Given passage -
****************
Pointers from the Israeli elections

Whether Netanyahu survives or not, the Arabs emerged as the biggest losers

It may be too early to tell what will follow from Israel’s latest general elections and how its political system will be affected. But several points stand out from the deluge of analysis and opinion about the subject that may help predict what the future holds, both for Israel and the Arabs.

First: The failure of Israel’s ‘democracy’ and political system, for the fourth time in two years, to produce a stable government capable of leading the country during what politicians describe as existentially threatening times for the Zionist state.

Second: Israeli society and political elites are increasingly divided and fragmented, while continuing as a whole to move inexorably to the right. The only remaining ‘common ground’ shared by political leaders and their bases is anti-Arab racism and discrimination and rejection of equality or coexistence with the Arab fifth of the population.

Third: Israel’s 1.5 million Arab citizens emerged as the biggest losers in this election. Netanyahu’s scheming and the collusion of the Palestinian Authority succeeded in splitting their ranks, as did personal rivalries between leading figures in the Joint Arab List. Its 15 Knesset seats were thereby reduced to eight, with many of its supporters staying home in protest and not voting.
****************
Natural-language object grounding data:
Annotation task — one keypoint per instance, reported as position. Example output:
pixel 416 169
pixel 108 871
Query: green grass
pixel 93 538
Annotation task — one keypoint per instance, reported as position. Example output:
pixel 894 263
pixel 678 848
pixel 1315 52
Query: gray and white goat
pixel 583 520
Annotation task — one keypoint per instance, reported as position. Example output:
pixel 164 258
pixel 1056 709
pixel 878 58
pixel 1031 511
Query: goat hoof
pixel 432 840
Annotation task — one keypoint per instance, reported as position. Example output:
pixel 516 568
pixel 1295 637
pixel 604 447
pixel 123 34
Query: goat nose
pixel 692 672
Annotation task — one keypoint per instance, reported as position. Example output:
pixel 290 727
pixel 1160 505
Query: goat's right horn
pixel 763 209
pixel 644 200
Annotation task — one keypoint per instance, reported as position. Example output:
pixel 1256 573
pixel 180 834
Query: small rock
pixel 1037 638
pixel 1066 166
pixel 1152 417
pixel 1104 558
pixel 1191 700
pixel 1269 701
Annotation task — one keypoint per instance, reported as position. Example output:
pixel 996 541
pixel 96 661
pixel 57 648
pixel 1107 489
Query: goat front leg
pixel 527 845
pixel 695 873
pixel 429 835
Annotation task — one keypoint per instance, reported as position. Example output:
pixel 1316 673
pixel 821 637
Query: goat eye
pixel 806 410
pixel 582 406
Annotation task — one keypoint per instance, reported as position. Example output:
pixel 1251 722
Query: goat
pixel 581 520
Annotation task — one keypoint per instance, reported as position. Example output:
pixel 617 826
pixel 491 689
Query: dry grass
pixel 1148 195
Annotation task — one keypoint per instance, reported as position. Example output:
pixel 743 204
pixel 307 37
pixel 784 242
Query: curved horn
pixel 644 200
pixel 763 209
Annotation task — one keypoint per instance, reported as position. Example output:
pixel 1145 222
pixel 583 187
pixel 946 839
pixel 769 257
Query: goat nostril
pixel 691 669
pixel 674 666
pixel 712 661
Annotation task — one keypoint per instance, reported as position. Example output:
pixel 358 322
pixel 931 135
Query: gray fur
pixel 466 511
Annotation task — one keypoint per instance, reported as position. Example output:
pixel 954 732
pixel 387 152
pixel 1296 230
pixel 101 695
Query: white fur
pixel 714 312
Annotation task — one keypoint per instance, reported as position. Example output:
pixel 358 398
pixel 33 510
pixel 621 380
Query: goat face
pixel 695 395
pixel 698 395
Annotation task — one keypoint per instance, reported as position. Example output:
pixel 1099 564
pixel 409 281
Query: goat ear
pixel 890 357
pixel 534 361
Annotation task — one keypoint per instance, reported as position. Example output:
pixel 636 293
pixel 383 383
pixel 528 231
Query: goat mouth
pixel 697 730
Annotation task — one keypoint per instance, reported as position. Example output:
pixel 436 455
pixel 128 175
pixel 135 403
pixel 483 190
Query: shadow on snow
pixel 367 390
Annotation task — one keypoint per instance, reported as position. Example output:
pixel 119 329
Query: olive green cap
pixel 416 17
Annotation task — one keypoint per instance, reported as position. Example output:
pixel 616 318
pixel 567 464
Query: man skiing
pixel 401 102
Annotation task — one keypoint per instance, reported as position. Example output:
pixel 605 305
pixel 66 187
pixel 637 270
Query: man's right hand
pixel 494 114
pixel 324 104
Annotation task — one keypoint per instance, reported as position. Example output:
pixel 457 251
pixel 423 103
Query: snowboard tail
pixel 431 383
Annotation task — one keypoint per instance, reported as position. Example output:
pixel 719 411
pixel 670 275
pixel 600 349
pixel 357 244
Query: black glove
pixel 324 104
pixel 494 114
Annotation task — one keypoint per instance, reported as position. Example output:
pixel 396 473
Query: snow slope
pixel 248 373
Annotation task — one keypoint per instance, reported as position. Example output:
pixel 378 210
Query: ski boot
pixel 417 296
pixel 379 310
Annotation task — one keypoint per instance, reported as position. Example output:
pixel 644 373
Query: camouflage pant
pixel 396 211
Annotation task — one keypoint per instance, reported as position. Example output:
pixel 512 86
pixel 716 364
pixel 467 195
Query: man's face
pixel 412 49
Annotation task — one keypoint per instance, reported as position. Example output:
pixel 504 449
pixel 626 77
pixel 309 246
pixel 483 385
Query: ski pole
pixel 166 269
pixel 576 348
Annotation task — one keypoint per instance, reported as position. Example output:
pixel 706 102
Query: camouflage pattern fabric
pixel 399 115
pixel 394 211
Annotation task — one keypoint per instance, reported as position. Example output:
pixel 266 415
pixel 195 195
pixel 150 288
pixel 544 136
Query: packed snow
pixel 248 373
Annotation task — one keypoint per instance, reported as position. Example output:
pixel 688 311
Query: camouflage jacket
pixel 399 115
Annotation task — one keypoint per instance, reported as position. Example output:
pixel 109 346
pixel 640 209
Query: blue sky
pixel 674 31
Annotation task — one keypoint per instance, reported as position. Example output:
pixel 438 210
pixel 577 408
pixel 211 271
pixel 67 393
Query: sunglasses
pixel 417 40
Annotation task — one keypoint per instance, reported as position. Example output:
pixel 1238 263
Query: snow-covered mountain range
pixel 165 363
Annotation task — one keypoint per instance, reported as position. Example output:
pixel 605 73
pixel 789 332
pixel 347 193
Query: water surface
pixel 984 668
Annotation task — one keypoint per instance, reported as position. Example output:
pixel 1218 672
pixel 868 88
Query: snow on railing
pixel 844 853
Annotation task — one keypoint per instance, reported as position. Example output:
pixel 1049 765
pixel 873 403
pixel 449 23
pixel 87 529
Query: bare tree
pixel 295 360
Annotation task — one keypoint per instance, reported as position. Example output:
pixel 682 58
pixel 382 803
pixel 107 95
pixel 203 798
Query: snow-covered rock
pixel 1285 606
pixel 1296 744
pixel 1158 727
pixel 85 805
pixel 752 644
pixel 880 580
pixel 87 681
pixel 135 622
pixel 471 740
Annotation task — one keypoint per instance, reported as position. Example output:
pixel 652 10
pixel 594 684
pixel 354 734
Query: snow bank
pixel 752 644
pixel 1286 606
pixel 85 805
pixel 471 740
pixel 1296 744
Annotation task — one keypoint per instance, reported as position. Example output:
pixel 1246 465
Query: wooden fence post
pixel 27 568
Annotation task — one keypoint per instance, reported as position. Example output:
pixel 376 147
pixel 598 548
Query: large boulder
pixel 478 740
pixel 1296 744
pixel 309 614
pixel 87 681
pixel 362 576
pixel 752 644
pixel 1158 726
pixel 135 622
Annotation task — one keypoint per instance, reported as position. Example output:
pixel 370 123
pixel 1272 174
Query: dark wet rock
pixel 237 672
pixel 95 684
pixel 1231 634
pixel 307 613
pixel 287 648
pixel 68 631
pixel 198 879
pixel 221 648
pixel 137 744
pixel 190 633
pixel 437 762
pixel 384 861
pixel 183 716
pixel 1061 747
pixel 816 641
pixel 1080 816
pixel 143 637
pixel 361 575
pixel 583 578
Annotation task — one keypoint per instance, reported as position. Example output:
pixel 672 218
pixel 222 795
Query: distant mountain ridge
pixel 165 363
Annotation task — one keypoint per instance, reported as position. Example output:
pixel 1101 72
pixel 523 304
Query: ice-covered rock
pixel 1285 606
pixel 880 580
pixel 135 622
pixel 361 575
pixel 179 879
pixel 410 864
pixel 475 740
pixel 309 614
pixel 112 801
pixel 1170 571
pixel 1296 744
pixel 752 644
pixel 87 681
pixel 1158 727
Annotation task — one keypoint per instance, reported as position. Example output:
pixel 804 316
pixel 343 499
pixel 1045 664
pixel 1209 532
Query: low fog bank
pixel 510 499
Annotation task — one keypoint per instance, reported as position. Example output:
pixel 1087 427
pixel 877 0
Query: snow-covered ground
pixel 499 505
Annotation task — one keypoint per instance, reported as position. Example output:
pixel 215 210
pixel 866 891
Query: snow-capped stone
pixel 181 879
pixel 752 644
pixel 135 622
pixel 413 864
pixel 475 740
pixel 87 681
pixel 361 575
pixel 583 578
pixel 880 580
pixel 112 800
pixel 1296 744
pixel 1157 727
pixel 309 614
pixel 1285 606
****************
The problem - List each point that the article on the Israeli elections above introduces with an ordinal label, giving the label and a brief summary of the point.

Written response -
- First: For the fourth time in two years, Israel's political system failed to produce a stable government capable of leading the country.
- Second: Israeli society and political elites are increasingly divided and fragmented while moving to the right. Their only remaining common ground is anti-Arab racism and discrimination.
- Third: Israel's 1.5 million Arab citizens emerged as the biggest losers. The Joint Arab List fell from 15 Knesset seats to eight.